**Liste des tâches:**
**1.** Dans la circulaire sur les créances non performantes, de quand date l'avis du Comité de Contrôle de la Conformité ?
**2.** Poursuivez la circulaire sur les créances non performantes en reprenant juste après sa dernière phrase.

**Texte présenté:**
***
CIRCULAIRE AUX BANQUES ET AUX ETABLISSEMENTS FINANCIERS N°2022-01

Objet : Prévention et résolution des créances non performantes.

Le Gouverneur de la Banque Centrale de Tunisie,

Vu la loi n°2016-35 du 25 avril 2016 portant fixation du statut de la Banque Centrale de Tunisie,

Vu la loi n°2016-48 du 11 juillet 2016, relative aux banques et aux établissements financiers,

Vu la circulaire aux banques et aux établissements financiers n°91-24 du 17 décembre 1991, relative à la division, couverture des risques et suivi des engagements, telle que modifiée et complétée par les textes subséquents,

Vu la circulaire aux établissements de crédit n°2006-19 du 28 novembre 2006, relative au contrôle interne,

Vu la circulaire aux banques et aux établissements financiers n°2016-06 du 11 octobre 2016, relative au système de notation interne des contreparties,

Vu la circulaire aux banques et aux établissements financiers n°2017-06 du 31 juillet 2017, relative au reporting comptable, prudentiel et statistique à la Banque Centrale de Tunisie,

Vu la circulaire aux banques et aux établissements financiers n°2021-05 du 19 août 2021, relative au cadre de gouvernance des banques et des établissements financiers,

Vu l’avis du Comité de Contrôle de la Conformité n°2022-01 du 24 février 2022, tel que prévu par l’article 42 de la loi n°2016-35 du 25 avril 2016 portant fixation du statut de la Banque Centrale de Tunisie.

Décide :

Chapitre premier Dispositions générales

Article Premier – La présente circulaire vise à réduire le niveau des créances non performantes dans le bilan des banques et des établissements financiers à travers la mise en place d’un dispositif de prévention et de résolution.

Les règles établies par la présente circulaire constituent des exigences minimales à respecter par les banques et les établissements financiers.
***
**Données extraites:**
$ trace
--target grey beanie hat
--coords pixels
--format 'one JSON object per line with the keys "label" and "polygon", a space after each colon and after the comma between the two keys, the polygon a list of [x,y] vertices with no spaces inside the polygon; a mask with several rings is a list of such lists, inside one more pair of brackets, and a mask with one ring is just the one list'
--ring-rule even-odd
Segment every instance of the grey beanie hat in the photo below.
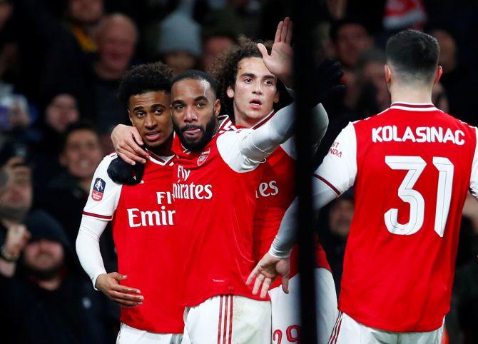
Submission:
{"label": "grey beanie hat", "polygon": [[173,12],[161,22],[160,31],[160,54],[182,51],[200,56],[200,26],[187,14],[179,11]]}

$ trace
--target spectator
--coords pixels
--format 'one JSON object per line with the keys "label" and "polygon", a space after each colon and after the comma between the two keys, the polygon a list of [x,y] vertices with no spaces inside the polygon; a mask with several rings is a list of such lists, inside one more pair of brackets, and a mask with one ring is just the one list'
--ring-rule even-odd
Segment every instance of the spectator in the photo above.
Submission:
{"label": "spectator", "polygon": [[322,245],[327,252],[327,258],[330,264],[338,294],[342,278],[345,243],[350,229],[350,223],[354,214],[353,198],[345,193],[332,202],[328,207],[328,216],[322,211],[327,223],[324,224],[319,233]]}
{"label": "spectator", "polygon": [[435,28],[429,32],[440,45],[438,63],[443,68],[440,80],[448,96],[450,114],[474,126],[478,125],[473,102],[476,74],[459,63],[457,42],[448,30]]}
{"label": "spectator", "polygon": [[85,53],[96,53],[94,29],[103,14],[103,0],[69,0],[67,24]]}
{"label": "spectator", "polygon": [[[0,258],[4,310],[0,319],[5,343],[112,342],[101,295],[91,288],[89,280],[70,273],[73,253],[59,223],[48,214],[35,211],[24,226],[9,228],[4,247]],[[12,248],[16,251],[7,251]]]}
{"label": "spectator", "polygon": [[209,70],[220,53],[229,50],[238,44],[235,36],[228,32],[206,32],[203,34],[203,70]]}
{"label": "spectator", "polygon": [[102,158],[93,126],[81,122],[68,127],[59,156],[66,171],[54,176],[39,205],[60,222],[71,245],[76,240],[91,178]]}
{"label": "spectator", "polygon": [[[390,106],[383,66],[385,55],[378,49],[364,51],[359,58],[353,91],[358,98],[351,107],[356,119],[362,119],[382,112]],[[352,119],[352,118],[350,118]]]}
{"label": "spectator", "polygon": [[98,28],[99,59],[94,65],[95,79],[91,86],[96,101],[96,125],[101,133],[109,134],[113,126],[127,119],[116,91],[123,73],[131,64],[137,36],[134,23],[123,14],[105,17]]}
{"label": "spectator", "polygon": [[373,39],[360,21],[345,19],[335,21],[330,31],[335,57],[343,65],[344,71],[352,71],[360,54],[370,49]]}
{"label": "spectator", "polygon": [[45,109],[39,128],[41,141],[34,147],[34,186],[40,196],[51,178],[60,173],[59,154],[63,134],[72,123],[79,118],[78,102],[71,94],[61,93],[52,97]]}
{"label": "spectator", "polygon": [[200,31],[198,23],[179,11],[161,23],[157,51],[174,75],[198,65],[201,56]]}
***
**Réponses par tâche:**
**1.** Du 24 février 2022.

**2.**
Article 2Au sens de la présente circulaire, on entend par :

Créances non performantes : les créances classées 2, 3 et 4 au sens de la circulaire n° 91-24 susvisée.

Earnings before interest, taxes, depreciation and amortization « EBITDA »: Résultat avant intérêts, impôts, provisions et amortissements.

Etablissement : banque, établissement de leasing ou établissement de factoring au sens de la loi n°2016-48 susvisée.

Groupe d’affaires : Par référence à l’article 2 de la circulaire n°91-24 susvisée, le « groupe » désigne deux ou plusieurs personnes morales ayant entre elles des interconnexions telles que :

  • une gestion commune ;
  • -une interdépendance commerciale ou financière directe telle que les difficultés de l’une se répercutent automatiquement sur l’autre ;
  • des participations directes ou indirectes au capital se traduisant par un pouvoir de contrôle.

Organe d’administration et organe de direction : les organes et personnes visés par la circulaire n°2021-05 susvisée.

Part des engagements bruts non performants dans le total des engagements de l’établissement (en % : ) Engagements classés 2,3 et 4/Total des engagements.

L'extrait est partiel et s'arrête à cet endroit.